*Kutipan Halaman*.
⟨

3.2 Khalayak Sasaran
Khalayak sasaran dalam PKL ini adalah Joni’s Boer-Goat Farm, di Desa Jeru
Kecamatan Tumpang, Kabupaten Malang dengan jumlah kambing betina sebanyak
75 ekor, tiga ekor anak dan tiga ekor kambing pejantan.
3.3 Metode Kegiatan
Penganbilan data pada pelaksanaan PKL ini dilakukan dengan metode
observasi partisipasi, yaitu pengambilan dilakukan dengan terlibat secara langsung
atau magang kerja di peternakan yang bersangkutan selama satu bulan dan
wawancara terhadap pimpinan peternak maupun pegawai kandang.
BAB IV
PEMBAHASAN
4.1 Keadaan Umum Lokasi Praktek Kerja Lapang
Lokasi pelaksanaan PKL adalah di Joni’s Boer-Goat Farm. Peternakan ini
terletak di Desa Jeru, Kecamatan Tumpang, Kabupaten Malang. Kecamatan
Tumpang memiliki spesifikasi topografi dengan ketinggian sekitar 600mdpl, suhu
berkisar antara 24-30 derajat Celsius dan kelembapan antara 75-85%. Keadaan ini
sangat cocok untuk pemeliharaan kambing Etawah. Menurut (Anonim, 2008)
menyatakan bahwa kambingmerupakan ternak yang dijumpai dibeberapa daerah,
termasuk daearh tropis yang basah dan lembab. Selain itu, kambing mudah
beradaptasi dengan berbagai ;ingkungan dan mampu bertahan hidup dengan keadaan
paling buruk.
Ternak – ternak yang ada di lokasi pada saat pelaksanaan PKL, antara lain
berdiri dari 62 ekor Kambing PE bunting, 13 ekor Kambing PE dara, 3 ekor anak
Kambing dan 3 ekor pejantan.

⟩

*Data Terekstraksi*.
⟨

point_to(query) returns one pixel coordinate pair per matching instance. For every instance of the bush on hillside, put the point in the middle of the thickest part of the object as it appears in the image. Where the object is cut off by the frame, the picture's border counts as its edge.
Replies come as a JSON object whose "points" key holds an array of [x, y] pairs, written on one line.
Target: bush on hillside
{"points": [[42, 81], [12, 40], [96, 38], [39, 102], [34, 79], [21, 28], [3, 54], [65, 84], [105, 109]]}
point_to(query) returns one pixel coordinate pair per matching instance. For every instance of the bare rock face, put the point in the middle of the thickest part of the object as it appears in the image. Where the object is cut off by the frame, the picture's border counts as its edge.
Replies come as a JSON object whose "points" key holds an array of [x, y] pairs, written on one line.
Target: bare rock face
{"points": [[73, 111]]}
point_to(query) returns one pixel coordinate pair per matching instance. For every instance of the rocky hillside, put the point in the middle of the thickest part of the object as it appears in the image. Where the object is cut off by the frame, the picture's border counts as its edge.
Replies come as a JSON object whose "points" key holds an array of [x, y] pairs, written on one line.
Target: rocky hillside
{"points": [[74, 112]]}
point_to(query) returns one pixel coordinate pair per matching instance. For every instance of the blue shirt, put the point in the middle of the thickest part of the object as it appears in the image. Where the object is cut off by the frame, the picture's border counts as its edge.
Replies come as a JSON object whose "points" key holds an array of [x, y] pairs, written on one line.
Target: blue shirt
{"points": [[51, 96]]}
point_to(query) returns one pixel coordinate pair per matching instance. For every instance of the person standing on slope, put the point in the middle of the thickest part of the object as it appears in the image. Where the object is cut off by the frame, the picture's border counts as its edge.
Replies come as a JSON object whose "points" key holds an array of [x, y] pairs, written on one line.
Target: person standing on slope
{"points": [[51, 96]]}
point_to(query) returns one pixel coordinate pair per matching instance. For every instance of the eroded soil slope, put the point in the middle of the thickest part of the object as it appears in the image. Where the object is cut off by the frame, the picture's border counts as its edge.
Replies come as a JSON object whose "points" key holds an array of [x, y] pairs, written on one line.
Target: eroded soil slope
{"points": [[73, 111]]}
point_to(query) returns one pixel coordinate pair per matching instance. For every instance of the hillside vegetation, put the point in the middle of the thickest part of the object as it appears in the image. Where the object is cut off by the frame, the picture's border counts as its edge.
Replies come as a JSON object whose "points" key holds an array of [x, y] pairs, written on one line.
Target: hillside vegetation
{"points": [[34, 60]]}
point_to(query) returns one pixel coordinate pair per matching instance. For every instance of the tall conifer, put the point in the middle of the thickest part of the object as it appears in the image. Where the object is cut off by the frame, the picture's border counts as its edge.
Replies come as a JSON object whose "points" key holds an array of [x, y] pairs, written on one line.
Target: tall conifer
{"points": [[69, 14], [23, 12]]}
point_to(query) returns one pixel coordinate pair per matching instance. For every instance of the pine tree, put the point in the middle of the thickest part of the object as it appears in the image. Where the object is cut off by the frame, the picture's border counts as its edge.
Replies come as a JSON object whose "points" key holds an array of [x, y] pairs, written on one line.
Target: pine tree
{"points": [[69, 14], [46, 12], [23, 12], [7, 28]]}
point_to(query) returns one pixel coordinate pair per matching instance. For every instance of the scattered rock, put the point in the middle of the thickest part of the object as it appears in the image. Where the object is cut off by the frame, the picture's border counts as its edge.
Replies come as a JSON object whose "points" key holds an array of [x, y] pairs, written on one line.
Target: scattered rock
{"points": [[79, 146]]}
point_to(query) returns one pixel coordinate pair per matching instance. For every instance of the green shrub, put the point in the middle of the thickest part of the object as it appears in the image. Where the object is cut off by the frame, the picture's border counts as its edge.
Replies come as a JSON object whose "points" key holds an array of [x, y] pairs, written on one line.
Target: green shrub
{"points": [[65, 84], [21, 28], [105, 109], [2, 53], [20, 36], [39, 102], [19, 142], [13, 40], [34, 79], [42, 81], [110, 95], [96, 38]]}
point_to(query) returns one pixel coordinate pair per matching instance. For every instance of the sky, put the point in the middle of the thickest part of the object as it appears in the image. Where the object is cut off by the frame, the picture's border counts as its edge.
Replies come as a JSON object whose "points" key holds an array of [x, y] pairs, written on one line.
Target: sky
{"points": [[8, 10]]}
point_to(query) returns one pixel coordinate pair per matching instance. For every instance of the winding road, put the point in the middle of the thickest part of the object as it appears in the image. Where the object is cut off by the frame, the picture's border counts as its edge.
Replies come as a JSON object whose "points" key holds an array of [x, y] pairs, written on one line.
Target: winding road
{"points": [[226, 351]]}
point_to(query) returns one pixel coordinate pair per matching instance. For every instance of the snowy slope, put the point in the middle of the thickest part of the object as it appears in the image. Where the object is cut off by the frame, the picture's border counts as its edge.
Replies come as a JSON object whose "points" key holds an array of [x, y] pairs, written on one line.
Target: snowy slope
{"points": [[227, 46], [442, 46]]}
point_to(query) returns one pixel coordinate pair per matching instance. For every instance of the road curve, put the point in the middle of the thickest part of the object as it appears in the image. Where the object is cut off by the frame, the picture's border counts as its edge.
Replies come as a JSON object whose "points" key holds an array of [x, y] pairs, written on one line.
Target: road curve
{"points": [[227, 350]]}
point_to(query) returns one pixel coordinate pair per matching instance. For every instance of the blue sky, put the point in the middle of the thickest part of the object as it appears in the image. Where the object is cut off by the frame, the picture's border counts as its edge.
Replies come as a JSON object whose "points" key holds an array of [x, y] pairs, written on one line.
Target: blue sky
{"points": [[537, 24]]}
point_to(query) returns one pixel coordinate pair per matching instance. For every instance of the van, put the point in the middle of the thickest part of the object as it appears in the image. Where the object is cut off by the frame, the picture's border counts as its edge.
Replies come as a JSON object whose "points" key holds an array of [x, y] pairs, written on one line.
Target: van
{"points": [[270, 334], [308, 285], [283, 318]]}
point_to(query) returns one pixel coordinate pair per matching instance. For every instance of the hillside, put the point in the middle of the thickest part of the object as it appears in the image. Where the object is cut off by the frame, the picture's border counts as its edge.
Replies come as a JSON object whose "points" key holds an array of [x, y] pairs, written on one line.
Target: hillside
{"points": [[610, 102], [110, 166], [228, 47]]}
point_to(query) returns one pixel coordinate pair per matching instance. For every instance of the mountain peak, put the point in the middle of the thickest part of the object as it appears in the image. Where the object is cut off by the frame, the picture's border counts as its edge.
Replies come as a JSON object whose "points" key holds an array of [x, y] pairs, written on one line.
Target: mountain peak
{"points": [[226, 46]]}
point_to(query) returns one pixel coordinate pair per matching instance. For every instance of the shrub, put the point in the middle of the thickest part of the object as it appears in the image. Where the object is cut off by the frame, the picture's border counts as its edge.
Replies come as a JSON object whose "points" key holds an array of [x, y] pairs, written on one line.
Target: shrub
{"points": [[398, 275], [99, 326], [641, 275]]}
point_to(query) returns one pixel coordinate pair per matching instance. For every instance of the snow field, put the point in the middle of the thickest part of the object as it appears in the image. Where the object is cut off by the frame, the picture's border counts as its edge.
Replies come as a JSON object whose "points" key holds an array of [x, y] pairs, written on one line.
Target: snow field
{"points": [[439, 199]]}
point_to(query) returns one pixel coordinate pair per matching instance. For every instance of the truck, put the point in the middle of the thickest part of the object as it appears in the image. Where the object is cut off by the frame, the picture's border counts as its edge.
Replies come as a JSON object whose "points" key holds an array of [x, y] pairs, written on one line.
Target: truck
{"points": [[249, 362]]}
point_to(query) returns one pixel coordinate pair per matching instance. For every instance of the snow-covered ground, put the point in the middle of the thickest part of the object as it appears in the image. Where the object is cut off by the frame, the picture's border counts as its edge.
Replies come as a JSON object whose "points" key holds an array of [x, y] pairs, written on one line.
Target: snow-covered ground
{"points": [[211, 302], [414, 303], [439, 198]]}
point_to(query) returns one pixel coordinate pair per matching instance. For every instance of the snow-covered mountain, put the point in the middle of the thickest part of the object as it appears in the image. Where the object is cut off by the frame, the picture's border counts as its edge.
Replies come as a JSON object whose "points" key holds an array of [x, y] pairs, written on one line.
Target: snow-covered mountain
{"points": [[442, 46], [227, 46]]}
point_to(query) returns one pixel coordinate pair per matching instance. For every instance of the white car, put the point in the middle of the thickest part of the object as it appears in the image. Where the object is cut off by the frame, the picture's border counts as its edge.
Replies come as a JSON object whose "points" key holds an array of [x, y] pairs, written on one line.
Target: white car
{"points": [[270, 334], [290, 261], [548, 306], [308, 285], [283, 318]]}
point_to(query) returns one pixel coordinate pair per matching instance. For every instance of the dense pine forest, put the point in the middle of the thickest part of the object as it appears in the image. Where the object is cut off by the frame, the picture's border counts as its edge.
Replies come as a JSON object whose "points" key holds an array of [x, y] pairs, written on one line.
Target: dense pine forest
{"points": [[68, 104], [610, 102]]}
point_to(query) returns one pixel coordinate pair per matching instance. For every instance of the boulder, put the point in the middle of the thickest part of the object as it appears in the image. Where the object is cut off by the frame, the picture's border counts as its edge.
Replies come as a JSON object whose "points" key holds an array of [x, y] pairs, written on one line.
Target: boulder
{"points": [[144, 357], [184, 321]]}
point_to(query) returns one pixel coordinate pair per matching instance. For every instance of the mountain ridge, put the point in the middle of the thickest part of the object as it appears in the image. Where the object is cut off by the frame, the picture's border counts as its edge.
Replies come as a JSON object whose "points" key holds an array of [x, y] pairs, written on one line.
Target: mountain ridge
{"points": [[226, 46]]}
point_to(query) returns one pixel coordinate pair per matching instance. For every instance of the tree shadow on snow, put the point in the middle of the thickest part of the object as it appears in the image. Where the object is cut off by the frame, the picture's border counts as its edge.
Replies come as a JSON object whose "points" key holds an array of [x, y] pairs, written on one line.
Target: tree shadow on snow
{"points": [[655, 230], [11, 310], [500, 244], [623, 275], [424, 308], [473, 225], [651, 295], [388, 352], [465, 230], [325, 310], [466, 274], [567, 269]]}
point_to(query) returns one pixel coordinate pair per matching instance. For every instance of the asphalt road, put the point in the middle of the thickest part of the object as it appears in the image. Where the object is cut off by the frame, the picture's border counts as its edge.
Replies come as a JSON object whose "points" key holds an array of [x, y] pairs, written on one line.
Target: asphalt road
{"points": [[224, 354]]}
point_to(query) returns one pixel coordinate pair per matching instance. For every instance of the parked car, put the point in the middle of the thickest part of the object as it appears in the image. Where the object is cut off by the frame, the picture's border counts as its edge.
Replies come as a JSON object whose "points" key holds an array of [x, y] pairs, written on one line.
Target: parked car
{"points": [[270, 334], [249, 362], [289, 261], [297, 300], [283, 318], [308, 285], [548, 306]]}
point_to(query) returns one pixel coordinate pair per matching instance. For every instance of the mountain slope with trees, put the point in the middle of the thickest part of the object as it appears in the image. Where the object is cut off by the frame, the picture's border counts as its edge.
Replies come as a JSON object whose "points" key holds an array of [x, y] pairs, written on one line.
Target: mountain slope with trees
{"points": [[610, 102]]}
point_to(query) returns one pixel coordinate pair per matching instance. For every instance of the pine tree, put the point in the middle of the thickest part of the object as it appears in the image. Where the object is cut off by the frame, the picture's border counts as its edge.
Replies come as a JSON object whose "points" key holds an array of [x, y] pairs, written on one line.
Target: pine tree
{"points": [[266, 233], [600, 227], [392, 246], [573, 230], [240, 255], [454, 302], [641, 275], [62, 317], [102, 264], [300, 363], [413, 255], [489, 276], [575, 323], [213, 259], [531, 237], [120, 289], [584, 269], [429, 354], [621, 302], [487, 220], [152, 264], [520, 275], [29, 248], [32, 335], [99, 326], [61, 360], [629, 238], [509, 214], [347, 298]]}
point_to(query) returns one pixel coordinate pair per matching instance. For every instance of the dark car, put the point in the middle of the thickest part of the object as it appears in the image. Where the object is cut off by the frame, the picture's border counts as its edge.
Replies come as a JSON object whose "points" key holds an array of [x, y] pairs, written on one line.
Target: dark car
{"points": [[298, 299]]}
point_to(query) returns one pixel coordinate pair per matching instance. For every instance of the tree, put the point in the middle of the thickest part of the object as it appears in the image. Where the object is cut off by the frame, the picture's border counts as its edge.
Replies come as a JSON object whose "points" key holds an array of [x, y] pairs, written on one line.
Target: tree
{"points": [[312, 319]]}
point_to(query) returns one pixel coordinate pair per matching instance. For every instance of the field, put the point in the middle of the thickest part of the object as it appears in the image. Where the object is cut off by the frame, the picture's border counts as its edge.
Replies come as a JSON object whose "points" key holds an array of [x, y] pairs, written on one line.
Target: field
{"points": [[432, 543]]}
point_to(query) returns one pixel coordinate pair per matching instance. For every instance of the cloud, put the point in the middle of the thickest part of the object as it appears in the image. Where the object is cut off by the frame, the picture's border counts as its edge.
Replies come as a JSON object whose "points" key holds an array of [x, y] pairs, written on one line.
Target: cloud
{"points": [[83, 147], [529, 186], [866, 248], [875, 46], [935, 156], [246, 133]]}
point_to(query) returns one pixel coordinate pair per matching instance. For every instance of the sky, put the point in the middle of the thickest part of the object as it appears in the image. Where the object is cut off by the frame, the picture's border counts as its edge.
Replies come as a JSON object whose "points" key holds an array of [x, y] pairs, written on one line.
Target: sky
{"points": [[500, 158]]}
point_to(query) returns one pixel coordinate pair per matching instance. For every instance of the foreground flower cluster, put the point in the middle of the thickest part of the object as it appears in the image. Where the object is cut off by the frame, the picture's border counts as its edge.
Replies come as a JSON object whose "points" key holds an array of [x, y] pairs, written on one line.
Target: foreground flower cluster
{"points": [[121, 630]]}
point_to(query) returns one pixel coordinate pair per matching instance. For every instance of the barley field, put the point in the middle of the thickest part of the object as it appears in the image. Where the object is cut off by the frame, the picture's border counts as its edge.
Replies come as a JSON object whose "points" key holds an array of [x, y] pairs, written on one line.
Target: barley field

⟩

*Perintah Kerja A*.
Jawab pertanyaan berikut berdasarkan laporan PKL tentang Joni’s Boer-Goat Farm:
(i) Berapa lama magang kerja di peternakan itu dilakukan?
(ii) Berapa ketinggian Kecamatan Tumpang?
(iii) Berapa ekor Kambing PE dara yang ada di lokasi saat PKL?
*Perintah Kerja B*.
Tentukan apakah setiap pernyataan berikut sesuai dengan laporan PKL tentang Joni’s Boer-Goat Farm. Jawab ya atau tidak, lalu kutip kata-kata laporan yang menentukan.
(i) Data juga diambil melalui wawancara dengan pimpinan peternak dan pegawai kandang.
(ii) Suhu di Kecamatan Tumpang berkisar antara 20-25 derajat Celsius.
(iii) Di lokasi terdapat lima ekor pejantan.
*Perintah Kerja C*. Lanjutkan laporan PKL tentang Joni’s Boer-Goat Farm mulai dari kalimat terakhirnya.

*Bagian Jawaban A*.
(i) Satu bulan.
(ii) Sekitar 600 mdpl.
(iii) 13 ekor.

*Bagian Jawaban B*.
(i) Ya: "wawancara terhadap pimpinan peternak maupun pegawai kandang"
(ii) Tidak: "suhu berkisar antara 24-30 derajat Celsius"
(iii) Tidak: "3 ekor pejantan"

*Bagian Jawaban C*.
4.2 Efisiensi Reproduksi
Efisiensi reproduksi adalah tingkat keefisiendisan penampilan reproduksi
ternak yang mengangkut semua aspek reproduktifitas (Hardjokusumo, 1994).
Penampilan reproduksi yang berupa efisiensi seekor ternak dipengaruhi oleh tingkat
kegagalan reproduksi.
Pengamatan sfisiensi reproduksi di lokaasi PKL antara lain :
Angka kawin per kebuntingan
Angka kebuntingan
Angka kelahiran
NRR
Tabel Penampakan Reproduksi Ternak Kambing
No Materi Hasil Puskata
1 S/C 1,42 1-3(Thoelihere, 1993)
2 CR 59% 60-90% (partodiharjo, 1992)
3 Angka kelahiran 59% 45-65 (Hardjopranjoto, 1994)
4 NRR 58% 45-65% (Toelihere, 1993)
4.3 Deteksi Birahi
Deteksi birahi yang digunakan di lokasi PKL adalah dengan cara pengamatan
visual. Pelaksanaan deteksi birahi dilakukan dua kali sehari pada pagi dan sore hari
bersama dengan pemberian pakan. Menurut nuryadi, 200 periode birahi detetapkan
sebagai periode waktu dimana ternak menerima kehadiran ternakjantan untuk kawin.
Pelaksanaan deteksi birahi minimal dua kali pada pagi dan sore hari, karena deteksi
birahi yang teratur dapat diketahui awal birahi, sehingga dapat menentukan waktu
yang optimal untuk mengawinkan atau untuk mengenminisasi.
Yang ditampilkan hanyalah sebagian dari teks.